- Text provided -
···

Obama and Tutu praise Mandela's ability to unite South Africa

(Photo: Reuters Jason Reed)U.S. President Barack Obama (L) listens to Desmond Tutu as he visits his HIV Foundation Youth Centre and takes part in a health event with youth in Cape Town, June 30, 2013.

Retired Anglican Archbishop Desmond Tutu has welcomed U.S. President Barack Obama to a clinic his foundation runs to fight HIV and AIDS as both of them praised the legacy of Nelson Mandela.

The U.S. president said in a speech on his last day in South Africa, "Nelson Mandela showed us that one man's courage can move the world."

Obama and Mandela share being the first black presidents of both their countries, but the South African spent 27 years in jail before winning the right to contest for the leadership of his country.

Obama on Sunday visited Robben Island near Cape Town where Mandela spent many of his years languishing in prison.

At a clinic on the U.S. president's final day in the South African sector of his African visit Tutu hailed his fellow Nobel Peace Prize Laureate Mandela as a person who still unites his fellow South Africans from the hospital bed where he is battling for his life.

"Now after a lifetime of service, of giving, even stricken as he is in hospital, Madiba [Mandel's clan name] is uniting the nation again, this time in prayer," Tutu said on Sunday.

···

- Task 1 -
Translate this sentence from the article about Obama and Tutu into Spanish: "Obama on Sunday visited Robben Island near Cape Town where Mandela spent many of his years languishing in prison."
- Task 2 -
Reproduce the part of the article about Obama and Tutu that begins at the words "The U.S. president said", stopping after "for his life.".
- Task 3 -
Proceed with the article about Obama and Tutu praising Mandela, writing on from its last sentence.
The items are separate material from the article.

(Referring expression data)
···

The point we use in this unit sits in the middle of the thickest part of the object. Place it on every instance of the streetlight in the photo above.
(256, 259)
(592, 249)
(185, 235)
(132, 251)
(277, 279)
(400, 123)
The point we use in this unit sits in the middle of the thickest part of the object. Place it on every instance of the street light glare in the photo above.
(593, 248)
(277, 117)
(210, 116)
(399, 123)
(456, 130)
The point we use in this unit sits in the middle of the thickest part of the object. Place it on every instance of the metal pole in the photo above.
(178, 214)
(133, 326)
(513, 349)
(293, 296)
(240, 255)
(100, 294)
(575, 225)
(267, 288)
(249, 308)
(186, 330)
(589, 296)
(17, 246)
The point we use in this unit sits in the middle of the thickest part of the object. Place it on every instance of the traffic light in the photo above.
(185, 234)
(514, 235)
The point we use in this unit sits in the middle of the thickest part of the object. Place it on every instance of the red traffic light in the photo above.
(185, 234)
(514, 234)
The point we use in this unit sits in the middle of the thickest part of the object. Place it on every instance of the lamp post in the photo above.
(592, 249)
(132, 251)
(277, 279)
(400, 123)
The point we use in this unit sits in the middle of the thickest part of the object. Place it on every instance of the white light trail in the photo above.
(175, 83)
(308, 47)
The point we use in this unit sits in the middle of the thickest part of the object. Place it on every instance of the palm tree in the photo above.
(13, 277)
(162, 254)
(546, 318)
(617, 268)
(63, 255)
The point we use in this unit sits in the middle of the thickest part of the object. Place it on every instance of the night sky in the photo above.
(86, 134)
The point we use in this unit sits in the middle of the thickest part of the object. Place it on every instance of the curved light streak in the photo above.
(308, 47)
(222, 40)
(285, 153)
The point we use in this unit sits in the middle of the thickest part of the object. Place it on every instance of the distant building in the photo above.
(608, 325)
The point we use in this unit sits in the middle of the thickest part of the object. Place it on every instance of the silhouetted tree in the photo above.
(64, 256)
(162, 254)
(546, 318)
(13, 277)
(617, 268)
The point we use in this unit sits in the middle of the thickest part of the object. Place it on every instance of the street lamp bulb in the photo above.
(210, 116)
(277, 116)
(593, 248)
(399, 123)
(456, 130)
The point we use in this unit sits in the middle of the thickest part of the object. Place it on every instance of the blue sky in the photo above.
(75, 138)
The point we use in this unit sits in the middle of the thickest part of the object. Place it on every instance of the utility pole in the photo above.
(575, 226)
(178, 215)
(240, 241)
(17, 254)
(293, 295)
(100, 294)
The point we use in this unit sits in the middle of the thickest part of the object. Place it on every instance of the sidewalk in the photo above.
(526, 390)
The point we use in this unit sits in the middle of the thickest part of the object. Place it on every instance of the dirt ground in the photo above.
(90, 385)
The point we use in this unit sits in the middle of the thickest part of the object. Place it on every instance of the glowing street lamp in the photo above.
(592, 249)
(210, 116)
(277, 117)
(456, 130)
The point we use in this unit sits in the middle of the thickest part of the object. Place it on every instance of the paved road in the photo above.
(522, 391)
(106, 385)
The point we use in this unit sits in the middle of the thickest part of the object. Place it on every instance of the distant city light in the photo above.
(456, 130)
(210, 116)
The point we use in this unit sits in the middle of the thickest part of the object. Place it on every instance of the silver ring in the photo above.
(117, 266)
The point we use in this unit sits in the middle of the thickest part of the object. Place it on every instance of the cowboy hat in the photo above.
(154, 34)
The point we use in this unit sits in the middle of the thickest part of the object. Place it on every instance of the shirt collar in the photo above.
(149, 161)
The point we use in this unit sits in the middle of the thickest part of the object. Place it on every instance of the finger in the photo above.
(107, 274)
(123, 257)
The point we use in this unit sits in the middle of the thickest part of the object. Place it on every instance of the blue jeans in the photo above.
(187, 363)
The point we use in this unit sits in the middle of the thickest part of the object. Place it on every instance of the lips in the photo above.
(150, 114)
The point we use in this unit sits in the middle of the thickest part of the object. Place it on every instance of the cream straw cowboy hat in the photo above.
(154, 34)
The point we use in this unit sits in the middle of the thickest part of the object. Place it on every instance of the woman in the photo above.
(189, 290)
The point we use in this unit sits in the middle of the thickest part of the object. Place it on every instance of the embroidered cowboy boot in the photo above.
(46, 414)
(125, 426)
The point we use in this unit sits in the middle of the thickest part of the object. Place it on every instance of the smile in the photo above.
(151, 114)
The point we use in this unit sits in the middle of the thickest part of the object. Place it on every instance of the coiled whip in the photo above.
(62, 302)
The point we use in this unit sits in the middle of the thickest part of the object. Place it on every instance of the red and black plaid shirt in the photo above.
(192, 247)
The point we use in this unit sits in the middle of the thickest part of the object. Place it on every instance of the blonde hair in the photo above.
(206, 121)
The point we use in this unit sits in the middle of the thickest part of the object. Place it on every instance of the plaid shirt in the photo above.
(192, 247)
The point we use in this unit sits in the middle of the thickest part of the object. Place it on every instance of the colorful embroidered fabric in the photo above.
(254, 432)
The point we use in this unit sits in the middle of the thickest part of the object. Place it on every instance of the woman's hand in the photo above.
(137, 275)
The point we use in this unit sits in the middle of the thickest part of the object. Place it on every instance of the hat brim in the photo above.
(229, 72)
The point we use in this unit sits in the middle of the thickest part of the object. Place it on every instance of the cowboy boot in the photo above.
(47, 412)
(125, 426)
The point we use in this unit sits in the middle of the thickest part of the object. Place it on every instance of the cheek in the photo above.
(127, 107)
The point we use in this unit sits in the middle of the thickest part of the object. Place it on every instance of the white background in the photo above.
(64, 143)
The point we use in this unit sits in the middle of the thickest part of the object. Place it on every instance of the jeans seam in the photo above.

···

- Answer space 1 -
El domingo, Obama visitó Robben Island, cerca de Ciudad del Cabo, donde Mandela pasó muchos de sus años languideciendo en prisión.

- Answer space 2 -
The U.S. president said in a speech on his last day in South Africa, "Nelson Mandela showed us that one man's courage can move the world."

Obama and Mandela share being the first black presidents of both their countries, but the South African spent 27 years in jail before winning the right to contest for the leadership of his country.

Obama on Sunday visited Robben Island near Cape Town where Mandela spent many of his years languishing in prison.

At a clinic on the U.S. president's final day in the South African sector of his African visit Tutu hailed his fellow Nobel Peace Prize Laureate Mandela as a person who still unites his fellow South Africans from the hospital bed where he is battling for his life.

- Answer space 3 -
Tutu noted the outpouring of wishes and prayers from all South Africa's races who fought a bitter struggle during the apartheid era until Mandela's release from prison in 1990.

Tutu said Mandela is still a bridge across the sometimes bitterly divided nation of South Africa.

"When we look at the photographs around us we remember how special we felt… how incredibly hopeful… a nation united… around Madiba."

The former Archbishop of Cape Town, said, "Although our hearts are heavy, may we have the strength and the good sense to recognise this moment for what it is: an opportunity to reflect just once again on our promise to harness our collective energy."

Mandela has now spent 24 days in a Pretoria hospital and Tutu said it is a "somber moment in the life of our country."

"We pray for his comfort and his dignity. We pray that we will be ready to commit him into the hands of our loving God."

Tutu said, "We come here not to lament, not to mourn but to remember some of our most special moments with Madiba."

In his speech Tutu spoke warmly of Obama's legacy.

"When you became the first black incumbent of the White House you don't know what you did for our psyche.

"My wife sat in front of a TV with tears running down her face when she watched the celebrations in Chicago. ... So welcome home, even if you're about to go," Tutu said.

He noted, "We want you to be known as having brought peace to the world, especially as one who brought an end to the anguish to all in the Middle East.

"We pray you will be known as having brought peace to all the regions where there has been strife and peace and no need for Guantanamo Bay detention centre ... We are proud of you. You belong to us."